─── SOURCE DOCUMENT
When real estate agent Beverly Carter went missing on Sept. 25, it sparked a viral social media campaign to find her. Sadly, Carter’s body was found in a shallow grave north of Little Rock, Arkansas, four days later, making her the latest real estate agent to be murdered in the U.S.
Carter’s case was not rare. It was the social media blitz that helped to make her case high profile. Real estate agents have long been targets of crime.
“It happens all the time unfortunately,” said Shannon Sessions, owner of Lynnwood-based business Safety Sessions. “Assaults on real estate agents just isn’t big news.”
As a past public information officer for the Lynnwood Police Department and a crime prevention specialist, Sessions is very aware of the ways in which people can put themselves in danger, particularly through their jobs.
In Carter’s case, she did many things right, Sessions said. Carter let her husband know where she was going to be and when she would be expected back. But there was more she could have done to protect herself.
Safety Sessions offers courses in real estate agent safety, corporate crime prevention, women’s safety, children’s safety and much more. CPR/AED and First Aid certifications are also available through Safety Sessions.
Sessions teaches real estate agents how to walk the line between being personable but not personal.
She also stresses the importance of getting identification and checking to see if the person even qualifies for a loan before meeting a stranger inside of an empty house.
If a person is a legitimate client, they usually won’t mind providing information. That is the message that the industry has been working hard to get out, Sessions explained. But agents are still often willing to compromise their own safety and take a chance rather than lose the opportunity of a potential sale.
Sessions is passionate about the business that she started to help offset the lack of crime prevention resources available to businesses, organizations and others.
In the past, businesses often looked to the police departments for assistance with crime prevention.
“With budget cuts, most police departments don’t have a crime prevention section anymore,” Sessions said.
Yet workplace violence is still a reality. In many cases, the situation could have been avoided had certain precautions been taken. Warning signs are frequently ignored.
Sessions believes the most important thing people can do for their own safety is to not ignore their sixth sense and to listen to what their gut is telling them.
“We tend, through human nature, to deny and diminish,” Sessions said. “Those things happen on TV. We can’t imagine them happening to somebody we know or in our own life.”
While at the police department, Sessions would frequently hear victims of crime say they knew something wasn’t right about the person or situation. They just didn’t act on those feelings.
People need to empower themselves to do something about it, Sessions said. If something doesn’t feel right it probably isn’t.
She has found that women, more than men, tend to put themselves into unsafe situations because they don’t want to hurt anybody’s feelings.
As a media relations training and consulting specialist and former public information officer, Sessions is also called in to help because something bad has already happened and the business needs advice about dealing with the media.
Most organizations aren’t equipped to deal with a high profile incident that is going to attract a lot of public and media attention.
Corporations will often reply, “No comment” which is not the best answer, Sessions said. It is always better to offer some kind of statement.
“Even if corporately you can’t speak on it, can’t you say that you are cooperating with the police or that you’re sorry for the family? There is always something you can say,” she said. “We help with those kind of things.”
──────
─── RECORDS SHOWN
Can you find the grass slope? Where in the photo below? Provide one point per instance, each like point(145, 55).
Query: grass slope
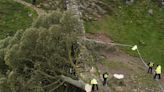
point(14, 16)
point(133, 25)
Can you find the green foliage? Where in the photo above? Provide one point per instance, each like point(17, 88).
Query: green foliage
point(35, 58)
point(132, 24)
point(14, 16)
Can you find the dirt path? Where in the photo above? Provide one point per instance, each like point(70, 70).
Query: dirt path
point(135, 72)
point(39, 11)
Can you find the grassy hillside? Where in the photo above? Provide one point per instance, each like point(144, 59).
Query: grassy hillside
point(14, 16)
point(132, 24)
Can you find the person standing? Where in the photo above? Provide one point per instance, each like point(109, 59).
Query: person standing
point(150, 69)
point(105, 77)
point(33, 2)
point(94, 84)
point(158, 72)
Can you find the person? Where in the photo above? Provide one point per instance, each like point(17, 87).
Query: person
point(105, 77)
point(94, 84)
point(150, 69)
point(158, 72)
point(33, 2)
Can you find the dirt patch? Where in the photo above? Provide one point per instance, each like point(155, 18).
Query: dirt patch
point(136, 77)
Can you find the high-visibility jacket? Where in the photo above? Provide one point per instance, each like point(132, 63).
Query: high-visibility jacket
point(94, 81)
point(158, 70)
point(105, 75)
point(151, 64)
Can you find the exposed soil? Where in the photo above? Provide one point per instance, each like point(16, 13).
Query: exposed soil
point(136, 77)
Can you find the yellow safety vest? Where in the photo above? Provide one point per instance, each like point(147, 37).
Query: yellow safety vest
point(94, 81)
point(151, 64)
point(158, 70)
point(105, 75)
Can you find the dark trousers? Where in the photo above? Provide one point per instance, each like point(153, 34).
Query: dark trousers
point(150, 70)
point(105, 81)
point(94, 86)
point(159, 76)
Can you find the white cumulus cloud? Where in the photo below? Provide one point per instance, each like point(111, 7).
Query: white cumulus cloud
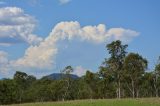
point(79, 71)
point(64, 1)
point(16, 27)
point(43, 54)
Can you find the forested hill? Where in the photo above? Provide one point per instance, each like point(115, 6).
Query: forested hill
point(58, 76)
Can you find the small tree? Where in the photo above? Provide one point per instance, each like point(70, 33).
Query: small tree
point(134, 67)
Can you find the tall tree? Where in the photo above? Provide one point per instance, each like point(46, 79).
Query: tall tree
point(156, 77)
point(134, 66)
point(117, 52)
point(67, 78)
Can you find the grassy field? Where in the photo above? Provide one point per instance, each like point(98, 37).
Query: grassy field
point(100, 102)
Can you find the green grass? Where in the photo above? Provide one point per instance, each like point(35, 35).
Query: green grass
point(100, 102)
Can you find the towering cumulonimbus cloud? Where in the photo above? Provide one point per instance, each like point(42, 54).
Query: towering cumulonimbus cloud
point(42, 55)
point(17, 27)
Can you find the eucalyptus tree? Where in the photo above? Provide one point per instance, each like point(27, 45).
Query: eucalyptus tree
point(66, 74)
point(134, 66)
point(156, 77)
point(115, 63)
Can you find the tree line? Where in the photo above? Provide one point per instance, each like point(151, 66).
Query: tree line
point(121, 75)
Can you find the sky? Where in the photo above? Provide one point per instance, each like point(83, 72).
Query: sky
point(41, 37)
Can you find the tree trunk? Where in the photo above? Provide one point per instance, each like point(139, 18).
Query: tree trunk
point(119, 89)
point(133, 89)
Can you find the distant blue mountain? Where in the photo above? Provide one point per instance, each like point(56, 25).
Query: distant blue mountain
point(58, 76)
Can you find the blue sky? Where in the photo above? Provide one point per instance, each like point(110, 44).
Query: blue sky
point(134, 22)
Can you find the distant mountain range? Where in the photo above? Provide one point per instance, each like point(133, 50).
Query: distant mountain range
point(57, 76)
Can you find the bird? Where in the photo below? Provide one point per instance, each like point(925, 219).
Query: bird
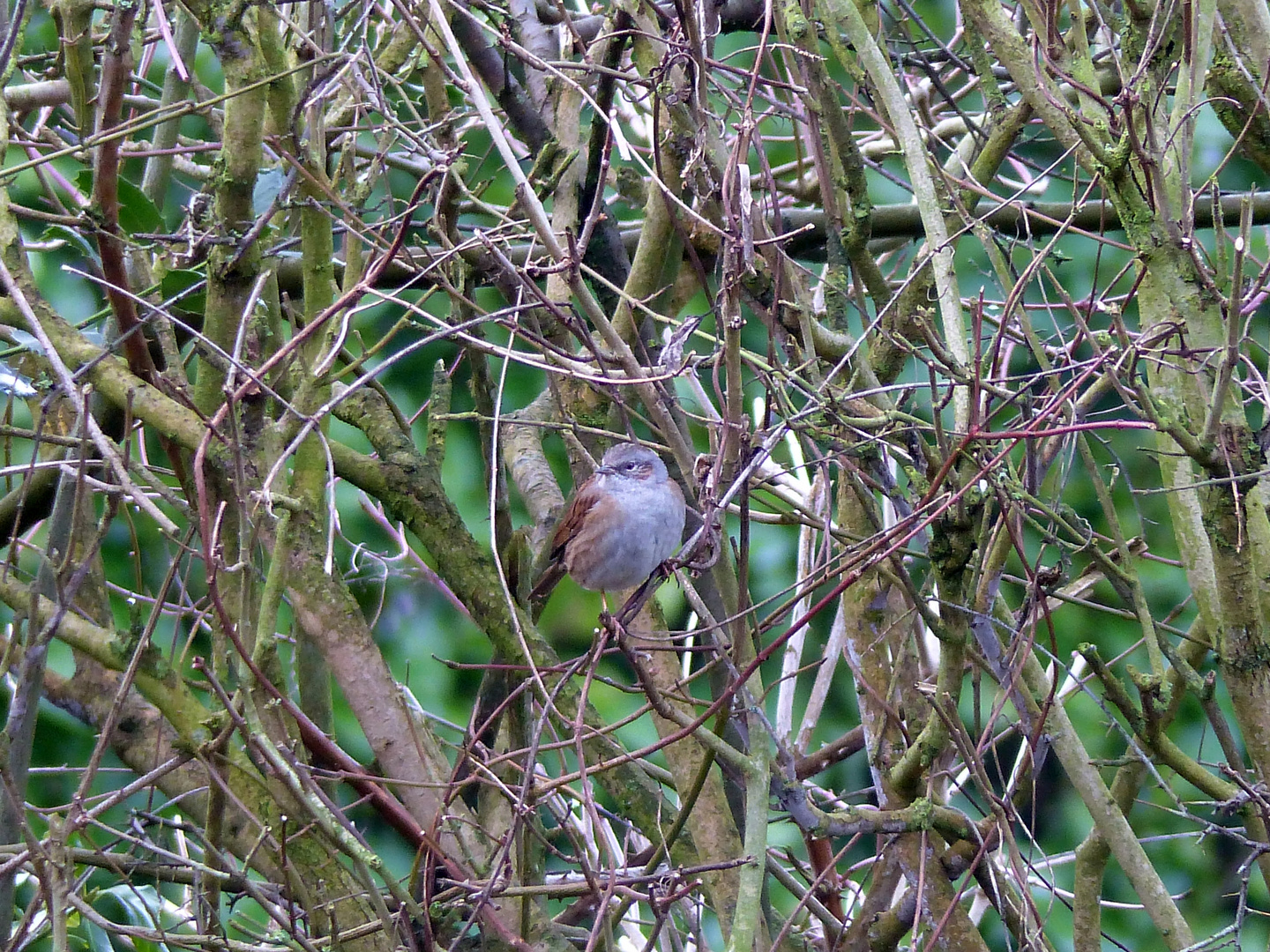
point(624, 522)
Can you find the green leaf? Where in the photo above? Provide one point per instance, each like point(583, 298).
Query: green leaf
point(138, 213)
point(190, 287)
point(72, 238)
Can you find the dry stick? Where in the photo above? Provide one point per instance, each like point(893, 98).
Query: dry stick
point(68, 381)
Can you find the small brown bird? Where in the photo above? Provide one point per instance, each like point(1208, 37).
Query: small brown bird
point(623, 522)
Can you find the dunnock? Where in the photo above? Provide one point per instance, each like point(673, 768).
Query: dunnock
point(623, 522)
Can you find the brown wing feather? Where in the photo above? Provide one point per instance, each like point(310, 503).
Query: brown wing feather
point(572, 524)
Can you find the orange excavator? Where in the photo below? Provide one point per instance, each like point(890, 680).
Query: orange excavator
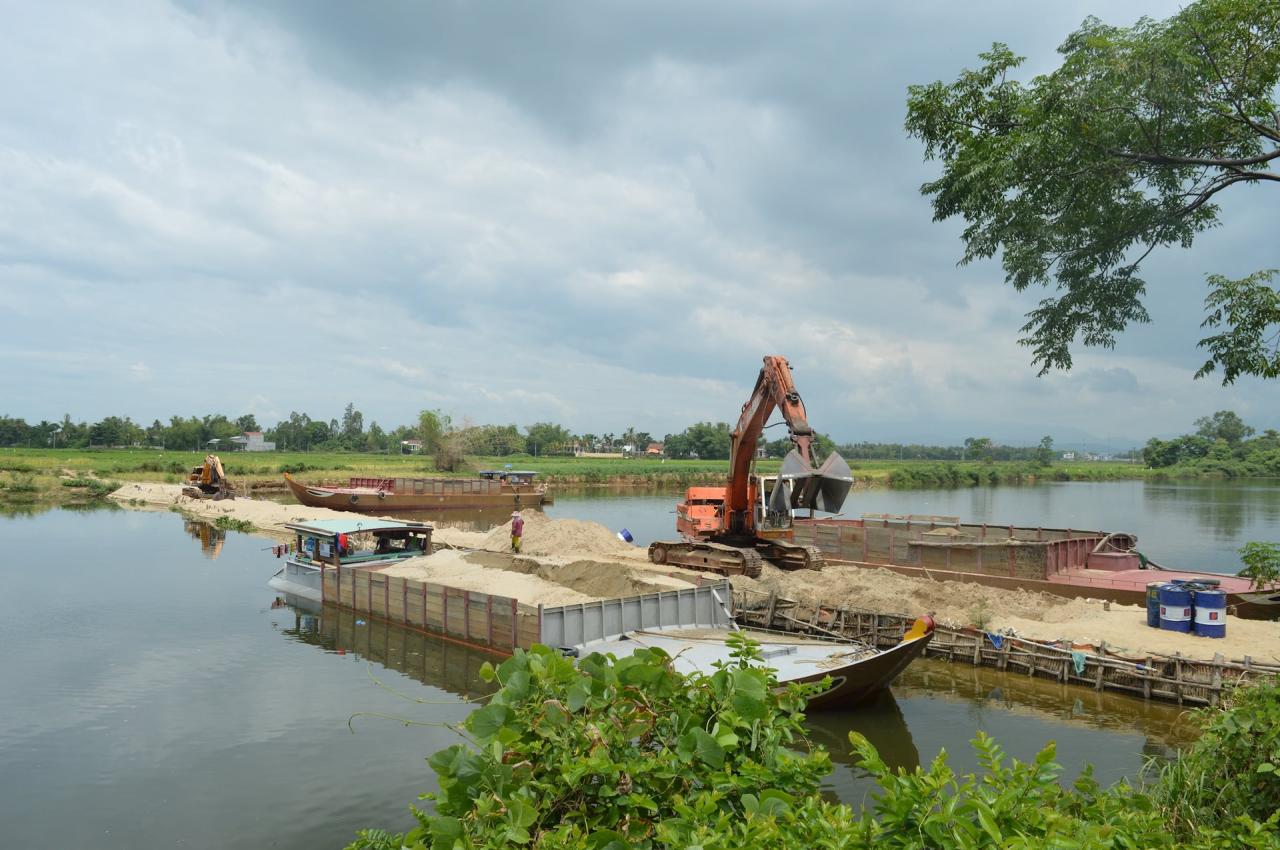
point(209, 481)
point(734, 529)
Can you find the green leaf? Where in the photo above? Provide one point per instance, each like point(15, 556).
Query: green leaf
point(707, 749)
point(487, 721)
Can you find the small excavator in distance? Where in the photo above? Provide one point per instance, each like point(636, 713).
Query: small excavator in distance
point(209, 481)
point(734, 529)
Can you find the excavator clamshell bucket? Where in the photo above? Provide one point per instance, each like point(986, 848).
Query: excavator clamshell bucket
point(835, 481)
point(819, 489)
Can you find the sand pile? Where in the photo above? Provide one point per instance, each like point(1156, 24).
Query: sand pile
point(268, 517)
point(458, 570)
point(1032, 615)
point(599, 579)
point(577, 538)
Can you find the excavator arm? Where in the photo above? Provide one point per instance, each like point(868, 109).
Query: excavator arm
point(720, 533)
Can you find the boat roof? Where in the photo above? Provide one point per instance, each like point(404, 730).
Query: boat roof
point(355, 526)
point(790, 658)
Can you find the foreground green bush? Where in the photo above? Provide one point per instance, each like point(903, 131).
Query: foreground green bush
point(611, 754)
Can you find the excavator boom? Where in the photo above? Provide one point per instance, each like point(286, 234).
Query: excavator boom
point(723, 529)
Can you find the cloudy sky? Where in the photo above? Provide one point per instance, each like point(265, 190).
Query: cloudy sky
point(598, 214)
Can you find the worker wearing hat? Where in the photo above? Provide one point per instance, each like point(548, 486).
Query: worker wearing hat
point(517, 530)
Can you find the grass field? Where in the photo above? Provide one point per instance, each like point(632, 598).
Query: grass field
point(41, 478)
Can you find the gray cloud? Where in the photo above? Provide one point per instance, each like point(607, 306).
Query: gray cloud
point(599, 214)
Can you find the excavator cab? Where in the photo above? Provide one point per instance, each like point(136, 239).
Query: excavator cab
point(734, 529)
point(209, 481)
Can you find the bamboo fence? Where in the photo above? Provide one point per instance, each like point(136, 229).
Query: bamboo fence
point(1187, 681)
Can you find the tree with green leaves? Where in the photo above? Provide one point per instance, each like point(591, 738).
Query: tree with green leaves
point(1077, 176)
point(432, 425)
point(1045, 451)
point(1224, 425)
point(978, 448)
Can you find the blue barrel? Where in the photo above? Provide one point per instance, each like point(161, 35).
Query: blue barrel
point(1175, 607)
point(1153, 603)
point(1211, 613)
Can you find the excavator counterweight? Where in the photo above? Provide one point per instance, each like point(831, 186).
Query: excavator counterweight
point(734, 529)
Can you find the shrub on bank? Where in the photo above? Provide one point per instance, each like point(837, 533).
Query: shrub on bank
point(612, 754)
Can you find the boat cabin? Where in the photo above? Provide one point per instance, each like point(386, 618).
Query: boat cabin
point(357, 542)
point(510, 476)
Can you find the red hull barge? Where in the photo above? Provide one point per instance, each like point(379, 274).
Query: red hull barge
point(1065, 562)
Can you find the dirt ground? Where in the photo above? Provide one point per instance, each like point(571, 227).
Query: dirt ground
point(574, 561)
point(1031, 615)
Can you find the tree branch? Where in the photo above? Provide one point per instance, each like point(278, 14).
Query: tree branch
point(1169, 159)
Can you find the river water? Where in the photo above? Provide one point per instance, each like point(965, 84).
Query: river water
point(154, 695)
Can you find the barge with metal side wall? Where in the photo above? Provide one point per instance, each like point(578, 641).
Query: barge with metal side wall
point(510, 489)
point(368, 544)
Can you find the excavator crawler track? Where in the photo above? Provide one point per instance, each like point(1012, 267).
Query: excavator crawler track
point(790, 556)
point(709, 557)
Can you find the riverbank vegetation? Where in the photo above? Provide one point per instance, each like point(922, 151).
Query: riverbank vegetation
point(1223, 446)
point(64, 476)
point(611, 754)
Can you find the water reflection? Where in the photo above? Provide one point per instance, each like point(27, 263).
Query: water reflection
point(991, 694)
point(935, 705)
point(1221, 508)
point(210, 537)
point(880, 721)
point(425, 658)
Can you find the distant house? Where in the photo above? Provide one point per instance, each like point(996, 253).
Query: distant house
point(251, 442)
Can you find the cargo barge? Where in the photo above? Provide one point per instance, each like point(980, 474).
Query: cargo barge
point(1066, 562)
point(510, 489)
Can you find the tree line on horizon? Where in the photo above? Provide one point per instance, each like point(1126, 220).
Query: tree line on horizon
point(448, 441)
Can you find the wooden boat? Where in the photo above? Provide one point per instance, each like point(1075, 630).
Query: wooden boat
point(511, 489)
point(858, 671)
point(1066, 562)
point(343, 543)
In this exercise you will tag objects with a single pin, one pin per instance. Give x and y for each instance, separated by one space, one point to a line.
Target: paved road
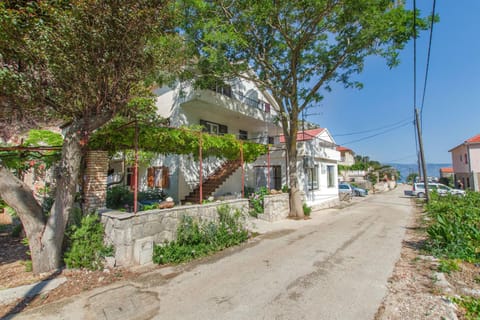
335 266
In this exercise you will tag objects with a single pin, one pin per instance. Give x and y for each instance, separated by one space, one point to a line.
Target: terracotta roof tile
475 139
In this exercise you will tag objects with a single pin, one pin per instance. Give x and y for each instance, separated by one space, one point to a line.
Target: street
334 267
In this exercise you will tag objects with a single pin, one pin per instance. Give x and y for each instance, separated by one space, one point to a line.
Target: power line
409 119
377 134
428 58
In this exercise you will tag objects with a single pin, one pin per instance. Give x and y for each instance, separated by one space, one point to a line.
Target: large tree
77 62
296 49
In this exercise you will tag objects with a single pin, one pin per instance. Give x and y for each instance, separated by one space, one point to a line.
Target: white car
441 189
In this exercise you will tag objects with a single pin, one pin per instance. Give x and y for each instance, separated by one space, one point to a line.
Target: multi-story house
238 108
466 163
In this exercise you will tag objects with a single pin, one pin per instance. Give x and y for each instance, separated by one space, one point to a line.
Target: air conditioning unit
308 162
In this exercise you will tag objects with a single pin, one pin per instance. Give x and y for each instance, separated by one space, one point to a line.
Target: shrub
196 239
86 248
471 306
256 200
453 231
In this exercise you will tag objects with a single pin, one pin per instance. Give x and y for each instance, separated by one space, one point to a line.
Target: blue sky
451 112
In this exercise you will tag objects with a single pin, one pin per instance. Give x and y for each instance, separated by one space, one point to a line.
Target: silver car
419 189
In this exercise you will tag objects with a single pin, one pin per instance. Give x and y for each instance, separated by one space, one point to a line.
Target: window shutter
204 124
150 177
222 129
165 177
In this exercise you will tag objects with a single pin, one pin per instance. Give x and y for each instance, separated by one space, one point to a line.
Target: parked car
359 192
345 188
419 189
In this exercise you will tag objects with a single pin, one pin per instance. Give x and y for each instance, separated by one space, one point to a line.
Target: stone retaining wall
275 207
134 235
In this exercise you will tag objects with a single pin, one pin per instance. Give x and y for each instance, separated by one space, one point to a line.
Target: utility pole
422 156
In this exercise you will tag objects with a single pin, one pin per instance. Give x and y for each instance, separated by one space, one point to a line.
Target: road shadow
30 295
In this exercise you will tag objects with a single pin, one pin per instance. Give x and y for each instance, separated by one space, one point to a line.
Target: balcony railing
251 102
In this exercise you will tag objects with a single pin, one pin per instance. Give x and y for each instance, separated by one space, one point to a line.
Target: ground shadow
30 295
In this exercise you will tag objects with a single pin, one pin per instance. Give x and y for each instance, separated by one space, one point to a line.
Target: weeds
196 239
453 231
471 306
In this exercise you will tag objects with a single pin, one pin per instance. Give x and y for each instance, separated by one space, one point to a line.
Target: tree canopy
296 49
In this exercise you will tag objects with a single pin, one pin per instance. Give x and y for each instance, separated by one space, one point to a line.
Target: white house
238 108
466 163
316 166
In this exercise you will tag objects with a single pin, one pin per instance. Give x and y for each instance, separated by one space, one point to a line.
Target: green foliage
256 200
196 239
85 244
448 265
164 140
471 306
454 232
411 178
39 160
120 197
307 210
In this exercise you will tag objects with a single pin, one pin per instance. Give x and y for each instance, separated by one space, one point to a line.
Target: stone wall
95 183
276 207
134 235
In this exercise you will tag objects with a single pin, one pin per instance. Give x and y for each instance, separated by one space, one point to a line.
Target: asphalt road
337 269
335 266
──────
» PROMPT
According to the article about Safety Sessions, where was Beverly Carter's body found? This data stands apart from the article about Safety Sessions.

» WRITTEN RESPONSE
In a shallow grave north of Little Rock, Arkansas.